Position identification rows
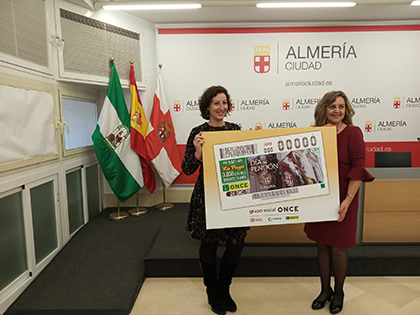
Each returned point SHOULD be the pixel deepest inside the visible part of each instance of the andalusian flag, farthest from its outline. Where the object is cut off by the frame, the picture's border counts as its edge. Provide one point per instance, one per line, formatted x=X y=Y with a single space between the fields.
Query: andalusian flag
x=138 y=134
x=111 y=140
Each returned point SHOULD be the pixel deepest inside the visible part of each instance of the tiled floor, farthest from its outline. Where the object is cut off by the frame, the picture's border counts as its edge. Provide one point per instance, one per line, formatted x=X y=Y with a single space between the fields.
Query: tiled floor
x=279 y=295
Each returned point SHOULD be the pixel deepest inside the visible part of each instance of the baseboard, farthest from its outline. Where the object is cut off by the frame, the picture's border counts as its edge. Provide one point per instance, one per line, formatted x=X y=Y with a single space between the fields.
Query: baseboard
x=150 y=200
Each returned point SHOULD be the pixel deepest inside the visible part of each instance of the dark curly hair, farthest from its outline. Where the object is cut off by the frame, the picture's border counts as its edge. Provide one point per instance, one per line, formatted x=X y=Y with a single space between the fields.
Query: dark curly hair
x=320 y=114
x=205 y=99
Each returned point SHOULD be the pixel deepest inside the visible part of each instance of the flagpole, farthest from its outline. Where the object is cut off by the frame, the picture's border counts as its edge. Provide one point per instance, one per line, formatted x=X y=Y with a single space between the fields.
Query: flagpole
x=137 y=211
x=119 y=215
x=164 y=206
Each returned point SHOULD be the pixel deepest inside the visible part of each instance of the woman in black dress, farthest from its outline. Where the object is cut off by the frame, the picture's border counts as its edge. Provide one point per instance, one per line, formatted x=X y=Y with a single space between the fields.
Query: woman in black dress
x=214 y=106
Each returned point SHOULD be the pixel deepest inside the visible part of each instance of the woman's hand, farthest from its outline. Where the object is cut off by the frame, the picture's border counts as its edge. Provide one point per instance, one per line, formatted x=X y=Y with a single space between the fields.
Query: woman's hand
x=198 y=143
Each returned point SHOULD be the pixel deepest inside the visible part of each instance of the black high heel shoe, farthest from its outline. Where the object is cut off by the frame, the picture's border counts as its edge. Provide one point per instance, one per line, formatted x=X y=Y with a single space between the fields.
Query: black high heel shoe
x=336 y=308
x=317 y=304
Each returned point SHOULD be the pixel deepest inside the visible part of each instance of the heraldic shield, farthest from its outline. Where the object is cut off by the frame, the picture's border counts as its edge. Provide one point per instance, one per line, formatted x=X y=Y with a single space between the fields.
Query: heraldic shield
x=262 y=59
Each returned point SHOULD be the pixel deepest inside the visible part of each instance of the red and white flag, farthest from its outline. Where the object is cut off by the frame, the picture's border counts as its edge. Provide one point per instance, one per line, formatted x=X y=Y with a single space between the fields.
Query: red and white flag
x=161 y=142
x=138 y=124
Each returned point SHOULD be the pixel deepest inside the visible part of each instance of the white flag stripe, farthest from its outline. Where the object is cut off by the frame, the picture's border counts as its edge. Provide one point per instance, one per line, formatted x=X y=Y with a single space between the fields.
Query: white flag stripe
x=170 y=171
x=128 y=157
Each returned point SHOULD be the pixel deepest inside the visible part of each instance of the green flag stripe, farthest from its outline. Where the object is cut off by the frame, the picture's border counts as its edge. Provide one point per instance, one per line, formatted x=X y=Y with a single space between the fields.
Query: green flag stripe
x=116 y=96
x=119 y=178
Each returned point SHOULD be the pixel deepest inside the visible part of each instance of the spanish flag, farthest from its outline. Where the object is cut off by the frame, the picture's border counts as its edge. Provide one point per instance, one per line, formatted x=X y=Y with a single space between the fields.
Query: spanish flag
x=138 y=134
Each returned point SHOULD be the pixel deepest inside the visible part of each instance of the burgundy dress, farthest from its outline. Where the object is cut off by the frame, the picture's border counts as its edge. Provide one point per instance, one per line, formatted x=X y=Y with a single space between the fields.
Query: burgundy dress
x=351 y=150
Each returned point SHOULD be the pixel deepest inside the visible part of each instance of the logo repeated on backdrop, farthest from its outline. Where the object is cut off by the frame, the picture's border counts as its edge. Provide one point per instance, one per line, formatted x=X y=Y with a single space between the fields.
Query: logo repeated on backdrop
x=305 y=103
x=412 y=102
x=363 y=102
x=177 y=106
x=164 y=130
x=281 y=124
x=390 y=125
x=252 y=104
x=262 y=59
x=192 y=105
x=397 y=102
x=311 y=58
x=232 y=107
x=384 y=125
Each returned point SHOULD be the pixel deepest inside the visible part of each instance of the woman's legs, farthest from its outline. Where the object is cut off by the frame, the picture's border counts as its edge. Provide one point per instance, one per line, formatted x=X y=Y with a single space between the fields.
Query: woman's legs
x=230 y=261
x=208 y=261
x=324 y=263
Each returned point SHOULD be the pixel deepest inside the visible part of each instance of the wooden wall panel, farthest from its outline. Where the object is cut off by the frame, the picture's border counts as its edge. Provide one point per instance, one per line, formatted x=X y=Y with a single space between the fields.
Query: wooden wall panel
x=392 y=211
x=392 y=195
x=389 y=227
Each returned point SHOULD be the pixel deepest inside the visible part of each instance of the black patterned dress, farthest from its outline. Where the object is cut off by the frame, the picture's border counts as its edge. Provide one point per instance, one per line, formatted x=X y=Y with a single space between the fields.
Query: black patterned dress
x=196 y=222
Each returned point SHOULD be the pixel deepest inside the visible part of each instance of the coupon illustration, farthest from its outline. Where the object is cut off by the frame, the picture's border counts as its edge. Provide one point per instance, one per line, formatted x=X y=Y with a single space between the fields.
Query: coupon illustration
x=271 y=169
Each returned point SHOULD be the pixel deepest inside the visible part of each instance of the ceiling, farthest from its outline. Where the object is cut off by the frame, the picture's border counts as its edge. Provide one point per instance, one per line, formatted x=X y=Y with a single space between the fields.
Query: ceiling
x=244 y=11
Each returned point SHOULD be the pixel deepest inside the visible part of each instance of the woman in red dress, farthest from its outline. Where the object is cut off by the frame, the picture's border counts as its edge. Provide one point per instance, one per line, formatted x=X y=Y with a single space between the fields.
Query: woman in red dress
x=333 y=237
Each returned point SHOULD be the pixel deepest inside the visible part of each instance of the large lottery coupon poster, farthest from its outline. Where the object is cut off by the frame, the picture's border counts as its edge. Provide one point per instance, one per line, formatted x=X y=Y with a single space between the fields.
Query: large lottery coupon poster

---

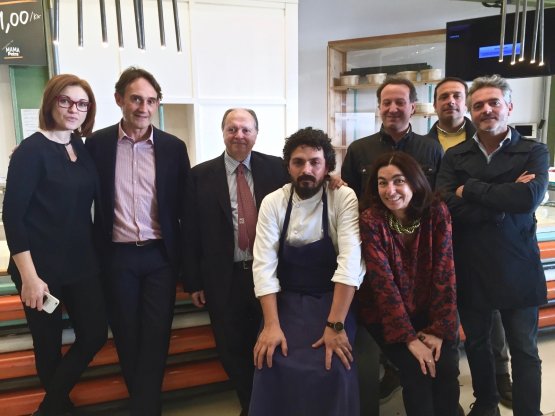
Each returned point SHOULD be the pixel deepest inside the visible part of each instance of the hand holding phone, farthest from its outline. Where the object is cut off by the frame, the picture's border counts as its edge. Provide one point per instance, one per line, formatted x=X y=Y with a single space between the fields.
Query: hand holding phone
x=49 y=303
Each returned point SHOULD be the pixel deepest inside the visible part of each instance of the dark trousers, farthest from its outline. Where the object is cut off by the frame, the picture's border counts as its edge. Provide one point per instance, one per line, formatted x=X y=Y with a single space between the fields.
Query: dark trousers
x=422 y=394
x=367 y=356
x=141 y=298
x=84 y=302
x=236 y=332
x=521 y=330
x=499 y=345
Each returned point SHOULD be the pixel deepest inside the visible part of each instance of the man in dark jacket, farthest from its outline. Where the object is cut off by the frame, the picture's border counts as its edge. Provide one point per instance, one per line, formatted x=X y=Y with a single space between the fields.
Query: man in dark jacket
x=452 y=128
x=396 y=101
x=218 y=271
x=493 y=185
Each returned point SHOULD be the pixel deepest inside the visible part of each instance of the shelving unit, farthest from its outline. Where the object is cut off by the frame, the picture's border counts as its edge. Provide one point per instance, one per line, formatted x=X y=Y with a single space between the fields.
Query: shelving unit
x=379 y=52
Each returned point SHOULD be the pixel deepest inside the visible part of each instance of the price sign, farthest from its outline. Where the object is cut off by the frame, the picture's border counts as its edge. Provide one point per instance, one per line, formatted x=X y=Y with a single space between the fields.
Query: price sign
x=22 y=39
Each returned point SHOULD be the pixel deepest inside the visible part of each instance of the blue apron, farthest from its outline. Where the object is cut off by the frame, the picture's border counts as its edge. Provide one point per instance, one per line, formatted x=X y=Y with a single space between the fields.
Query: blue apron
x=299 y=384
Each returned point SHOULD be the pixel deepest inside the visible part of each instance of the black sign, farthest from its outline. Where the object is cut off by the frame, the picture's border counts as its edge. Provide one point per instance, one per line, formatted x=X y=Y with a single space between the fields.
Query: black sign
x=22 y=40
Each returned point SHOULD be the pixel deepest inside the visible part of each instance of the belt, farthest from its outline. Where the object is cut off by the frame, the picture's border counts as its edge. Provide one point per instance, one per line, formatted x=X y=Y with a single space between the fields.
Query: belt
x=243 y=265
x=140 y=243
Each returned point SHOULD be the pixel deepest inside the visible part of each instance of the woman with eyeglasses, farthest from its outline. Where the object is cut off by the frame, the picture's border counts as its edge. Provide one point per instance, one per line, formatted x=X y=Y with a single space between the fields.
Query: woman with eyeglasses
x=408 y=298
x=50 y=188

▸ Directive
In the stretch from "of the andalusian" through "x=279 y=295", swap "tiled floor" for "wooden floor" and write out those lines again with nothing else changed.

▸ Exercise result
Each returned point SHOULD be the pixel deepest inside the visible part of each instance of the andalusian flag, farthest from its outline. Where the object is cut off by the frame, the picture's border counts as its edge. Provide one point per instance, one per line, formatted x=X y=Y with a single space between the fields.
Query: andalusian flag
x=138 y=134
x=111 y=140
Each returned point SHOULD be the pixel deepest inside the visible part of each instance of the wooden floor, farthest from its outline. Where the object is cut off by the frame, the picture's border counts as its edge. Provide one point per instance, one per line, formatted x=X y=Y with a single space between the fields.
Query: wooden floor
x=279 y=295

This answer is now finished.